Given problem 1. Lay out the object location entries from the line with "[locate] wood grain" through the end of the entries as a two-column CSV with the columns text and answer. Use one row per entry, and put each value in a single quoted field with its line breaks turned into spaces.

## START Page extract

# pen business poll



## Glenn McCullough (Aug 17, 2006)

OF THOSE WHO HAVE A "BUSINESS" SELLING PENS, ARE YOU A DBA, AN INDIVIDUAL PROPRIETOR, INTERNET ONLY OR BOTH?
IF OTHER , PLEASE EXPLAIN.


----------



## ed4copies (Aug 17, 2006)

OK, I picked individual prop, but what is the difference between that and a DBA?

Think you wanted to ask LLC, or sub-s corp or reg corp or sole proprietor.


----------



## jjenk02 (Aug 17, 2006)

I agree with Ed[]


----------



## Glenn McCullough (Aug 17, 2006)

My understanding is that a dba is You doing business as x woodworking and receiving all the profits as well as the liabilities....
as opposed to you owning a company, you are an employee of that business, receiving an income and the business receives all the profits that separates you and your personal assets from the companies debts and liabilities...
now, I am not all that well versed in the matter, I am just wondering the best way to proceed in starting my own business.


----------



## ed4copies (Aug 17, 2006)

You have absolutely NO protection from lawsuit in a DBA.  JIMGO, if this is only a state-by-state thing, say so.

To maximize your protection you need a corporation (a new legal identity), which costs a couple hundred bucks and a lawyer is not a bad investment.

I am NOT a lawyer, just been in business 35 years-my "real job" is a corp, our "hobbies" are "proprietorships".  There is not a lot of liability in selling a pen.

Again, if JimGo differs-BELIEVE HIM!!!


----------



## esheffield (Aug 17, 2006)

I think you may want to go back and rework or create another survey as this one is a bit confusing. The first two options are related how your business is recognized legally (also could be LLC, corp., partnership, etc). The third option is how you conduct your sales (might also be retail stores, wholesale, direct, consignment, etc.).  Seem to be answers to two different questions. Might want to run separate surveys if you're wanting answers to both questions. HTH!


----------



## JimGo (Aug 17, 2006)

Ed, I spouted off on that topic a while ago, before I passed the Virginia bar: http://www.penturners.org/forum/topic.asp?ARCHIVE=true&TOPIC_ID=4064

I agree with you; forming an LLC or other legally-recognized entity doesn't cost THAT much in government fees, and you can probably find a local lawyer who won't charge you an arm-and-a-leg to prepare the necessary documents and walk you through what you'll need to do to make sure you stay as protected as possible.  Now, granted, for someone not doing a show, the liability risk may seem low (it's only a pen!), but there are several imaginable scenarios in which a pen maker like us could face at least several hundred dollars, if not tens of thousands of dollars in liability.


----------



## jeff (Aug 17, 2006)

Glenn I think you're mixing your apples and oranges.

## END Page extract
## START Given data

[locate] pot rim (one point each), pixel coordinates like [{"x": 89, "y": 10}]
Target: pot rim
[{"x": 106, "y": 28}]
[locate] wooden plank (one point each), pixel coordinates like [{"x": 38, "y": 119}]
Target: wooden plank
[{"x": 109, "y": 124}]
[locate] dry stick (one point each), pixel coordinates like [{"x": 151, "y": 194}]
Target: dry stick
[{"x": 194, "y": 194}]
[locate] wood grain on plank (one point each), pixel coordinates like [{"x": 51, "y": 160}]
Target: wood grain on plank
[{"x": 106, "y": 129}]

## END Given data

Given problem 2. Give the pen business thread again from "You have absolutely" to "selling a pen.", swapping "lawyer" for "attorney".

Written response 1.
text,answer
"[locate] wood grain on plank (one point each), pixel coordinates like [{""x"": 51, ""y"": 160}] Target: wood grain on plank","[{""x"": 106, ""y"": 129}]"

Written response 2.
You have absolutely NO protection from lawsuit in a DBA.  JIMGO, if this is only a state-by-state thing, say so.

To maximize your protection you need a corporation (a new legal identity), which costs a couple hundred bucks and a attorney is not a bad investment.

I am NOT a attorney, just been in business 35 years-my "real job" is a corp, our "hobbies" are "proprietorships".  There is not a lot of liability in selling a pen.